The data:
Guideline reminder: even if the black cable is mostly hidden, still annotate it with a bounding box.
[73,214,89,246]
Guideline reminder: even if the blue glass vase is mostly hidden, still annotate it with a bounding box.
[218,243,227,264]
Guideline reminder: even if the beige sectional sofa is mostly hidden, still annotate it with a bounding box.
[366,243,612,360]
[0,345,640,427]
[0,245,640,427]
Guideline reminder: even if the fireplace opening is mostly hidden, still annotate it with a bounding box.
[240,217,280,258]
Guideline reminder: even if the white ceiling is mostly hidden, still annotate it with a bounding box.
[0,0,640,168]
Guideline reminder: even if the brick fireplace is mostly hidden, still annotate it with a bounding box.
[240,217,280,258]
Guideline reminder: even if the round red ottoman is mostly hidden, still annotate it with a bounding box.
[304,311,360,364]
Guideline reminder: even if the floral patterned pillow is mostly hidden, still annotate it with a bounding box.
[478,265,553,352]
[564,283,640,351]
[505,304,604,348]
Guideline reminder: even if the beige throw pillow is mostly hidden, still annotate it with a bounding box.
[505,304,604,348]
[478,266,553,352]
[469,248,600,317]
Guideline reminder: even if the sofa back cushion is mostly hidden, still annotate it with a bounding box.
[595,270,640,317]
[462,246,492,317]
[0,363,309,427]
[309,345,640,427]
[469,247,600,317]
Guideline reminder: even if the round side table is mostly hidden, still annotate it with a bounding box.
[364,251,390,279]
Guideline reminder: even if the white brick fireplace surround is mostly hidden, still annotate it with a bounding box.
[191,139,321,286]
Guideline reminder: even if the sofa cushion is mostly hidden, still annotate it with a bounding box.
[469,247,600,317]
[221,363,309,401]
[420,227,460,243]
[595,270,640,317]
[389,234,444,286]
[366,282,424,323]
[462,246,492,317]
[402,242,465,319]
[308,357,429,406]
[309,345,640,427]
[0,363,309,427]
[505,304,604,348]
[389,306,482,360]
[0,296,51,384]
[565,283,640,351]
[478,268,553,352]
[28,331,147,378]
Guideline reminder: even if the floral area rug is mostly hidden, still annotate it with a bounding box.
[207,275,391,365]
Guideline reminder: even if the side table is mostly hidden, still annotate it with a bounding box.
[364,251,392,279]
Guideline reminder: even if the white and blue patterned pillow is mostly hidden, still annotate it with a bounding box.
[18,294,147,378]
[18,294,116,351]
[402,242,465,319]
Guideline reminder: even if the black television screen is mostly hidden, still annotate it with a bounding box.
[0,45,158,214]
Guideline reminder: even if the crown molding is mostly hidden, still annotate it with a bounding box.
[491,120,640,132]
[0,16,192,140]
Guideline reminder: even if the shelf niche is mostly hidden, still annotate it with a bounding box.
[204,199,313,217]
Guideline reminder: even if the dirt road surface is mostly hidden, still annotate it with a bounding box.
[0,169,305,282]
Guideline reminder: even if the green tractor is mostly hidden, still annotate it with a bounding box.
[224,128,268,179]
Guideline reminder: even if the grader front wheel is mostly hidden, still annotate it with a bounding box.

Aim:
Rewrite the items, from the start through the line that contains "[469,248,600,317]", as a two-column CSV headed instruction and box. Give one row per item, with its text in one quoted field and its answer in the other, and turn any line breaks into spaces.

Solved exercise:
instruction,box
"Guideline reminder: even if the black cable is mostly hidden, still annotate it with a bounding box.","[73,214,89,246]"
"Guideline reminder: even if the blue glass vase is mostly hidden, still annotate it with a bounding box.","[218,243,227,264]"
"Guideline reminder: even if the beige sectional sofa is mostly hidden, still annotate it with a bounding box.","[366,243,612,360] [0,345,640,427] [0,245,640,427]"
"Guideline reminder: even if the fireplace opening is mostly hidden, still annotate it with a bounding box.","[240,217,280,258]"
"Guideline reminder: even if the white ceiling is mostly hidden, still annotate it with a bounding box.","[0,0,640,168]"
"Guideline reminder: even if the brick fireplace is mostly hidden, still annotate it with a bounding box.","[240,217,280,258]"
"Guideline reminder: even if the round red ottoman is mostly hidden, still annotate it with a bounding box.","[304,311,360,364]"
"Guideline reminder: even if the floral patterned pillow is mostly hidden, still annotate it with a bounding box.","[478,265,553,352] [564,283,640,351] [505,304,604,348]"
"Guideline reminder: even if the beige throw pillow is mostly hidden, still annotate it with a bounding box.","[505,304,604,348] [478,266,553,352] [469,248,600,317]"